The Guelph Treasure's Impact on American Medievalism
by Renata Francesco
Barely one year after the great stock market crash of 1929, forty-two reliquaries, altars, plaques, crosses, and other devotional objects were transported from Germany to the United States of America for a traveling exhibition that drew record-breaking crowds. This trove was known as The Guelph Treasure. Purchases of individual pieces from the hoard by prominent Americans such as William Mathewson Milliken, Director of the Cleveland Museum of Art, marked a shift in the priority given by American art museums to medieval collections as well as an uptick in public interest in medieval works. The blockbuster exhibition of the Guelph Treasure was one of the first national opportunities for art museums to collect individual medieval works from a larger collection in order to showcase a particular narrative of the Middle Ages in their own galleries.
——————————
• _Requirement a_: Output the part of the entries that opens with the line containing "the driveway, returned" and closes with the line containing "[[73, 212]]", including both of those lines, reproduced character for character.
The Guelph Treasure passage and the entries come from unrelated sources.

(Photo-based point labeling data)
——————————
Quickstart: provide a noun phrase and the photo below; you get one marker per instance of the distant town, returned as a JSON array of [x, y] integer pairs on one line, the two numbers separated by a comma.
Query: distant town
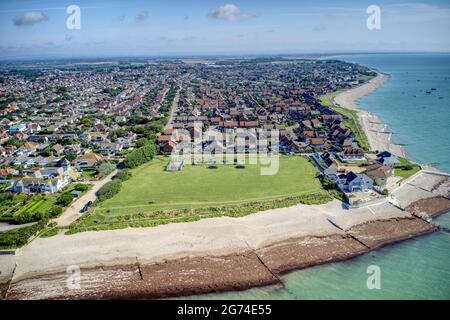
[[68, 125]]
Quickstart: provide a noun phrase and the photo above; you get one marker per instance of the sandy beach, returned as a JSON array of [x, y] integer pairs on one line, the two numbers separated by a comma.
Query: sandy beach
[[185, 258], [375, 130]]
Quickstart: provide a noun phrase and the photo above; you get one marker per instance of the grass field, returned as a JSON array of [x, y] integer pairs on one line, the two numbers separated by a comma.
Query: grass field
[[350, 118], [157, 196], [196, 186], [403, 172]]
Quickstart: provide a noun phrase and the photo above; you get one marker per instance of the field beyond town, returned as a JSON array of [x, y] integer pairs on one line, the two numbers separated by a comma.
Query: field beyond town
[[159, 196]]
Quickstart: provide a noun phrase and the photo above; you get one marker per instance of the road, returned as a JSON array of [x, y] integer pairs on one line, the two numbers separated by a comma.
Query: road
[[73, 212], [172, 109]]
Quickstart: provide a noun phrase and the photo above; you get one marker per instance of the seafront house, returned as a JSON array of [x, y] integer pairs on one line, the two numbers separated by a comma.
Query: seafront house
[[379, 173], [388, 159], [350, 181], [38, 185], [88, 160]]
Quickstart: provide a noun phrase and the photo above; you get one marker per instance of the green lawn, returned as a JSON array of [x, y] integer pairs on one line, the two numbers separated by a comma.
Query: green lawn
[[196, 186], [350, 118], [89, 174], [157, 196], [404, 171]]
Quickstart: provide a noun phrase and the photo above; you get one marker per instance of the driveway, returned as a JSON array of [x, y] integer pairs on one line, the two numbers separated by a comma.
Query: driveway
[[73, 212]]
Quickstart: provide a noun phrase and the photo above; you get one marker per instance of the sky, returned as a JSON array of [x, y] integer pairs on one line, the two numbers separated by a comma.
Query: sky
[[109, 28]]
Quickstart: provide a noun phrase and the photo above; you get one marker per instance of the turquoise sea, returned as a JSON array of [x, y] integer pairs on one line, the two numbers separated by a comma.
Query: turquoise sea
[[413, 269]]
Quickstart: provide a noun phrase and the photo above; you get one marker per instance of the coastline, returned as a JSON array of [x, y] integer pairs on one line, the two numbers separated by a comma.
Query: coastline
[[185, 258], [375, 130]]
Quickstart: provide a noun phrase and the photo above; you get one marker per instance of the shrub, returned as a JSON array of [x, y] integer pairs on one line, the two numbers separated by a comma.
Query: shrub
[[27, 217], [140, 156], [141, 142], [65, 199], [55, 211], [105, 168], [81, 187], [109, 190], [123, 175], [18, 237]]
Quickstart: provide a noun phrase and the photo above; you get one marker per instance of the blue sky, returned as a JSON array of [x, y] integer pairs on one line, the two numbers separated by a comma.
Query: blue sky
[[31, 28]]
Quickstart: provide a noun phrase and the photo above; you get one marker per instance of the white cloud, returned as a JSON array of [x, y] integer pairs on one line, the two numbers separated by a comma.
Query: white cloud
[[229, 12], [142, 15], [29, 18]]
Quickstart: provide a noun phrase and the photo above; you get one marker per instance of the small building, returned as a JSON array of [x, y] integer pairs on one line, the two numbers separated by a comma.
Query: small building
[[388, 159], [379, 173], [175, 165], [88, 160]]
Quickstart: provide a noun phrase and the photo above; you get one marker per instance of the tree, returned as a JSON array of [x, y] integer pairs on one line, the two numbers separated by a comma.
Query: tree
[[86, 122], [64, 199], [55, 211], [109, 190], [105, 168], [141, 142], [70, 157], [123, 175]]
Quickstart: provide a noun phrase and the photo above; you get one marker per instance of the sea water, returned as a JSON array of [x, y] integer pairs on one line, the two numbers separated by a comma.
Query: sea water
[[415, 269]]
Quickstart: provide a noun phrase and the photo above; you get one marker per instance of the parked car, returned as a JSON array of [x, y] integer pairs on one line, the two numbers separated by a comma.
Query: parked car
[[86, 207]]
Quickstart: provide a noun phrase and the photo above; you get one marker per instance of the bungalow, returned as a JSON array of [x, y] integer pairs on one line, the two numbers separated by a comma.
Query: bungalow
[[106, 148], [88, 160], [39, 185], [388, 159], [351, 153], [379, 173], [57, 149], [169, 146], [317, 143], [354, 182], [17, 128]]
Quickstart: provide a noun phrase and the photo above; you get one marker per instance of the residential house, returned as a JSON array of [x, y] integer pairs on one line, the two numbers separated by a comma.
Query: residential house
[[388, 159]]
——————————
• _Requirement b_: According to the Guelph Treasure passage, how many devotional objects were transported from Germany to the United States for the traveling exhibition?

• _Final result a_:
Quickstart: provide a noun phrase and the photo above; you get one marker per instance of the driveway, returned as a JSON array of [x, y] integer pairs on one line, the two numbers separated by a comma.
Query: driveway
[[73, 212]]

• _Final result b_: Forty-two.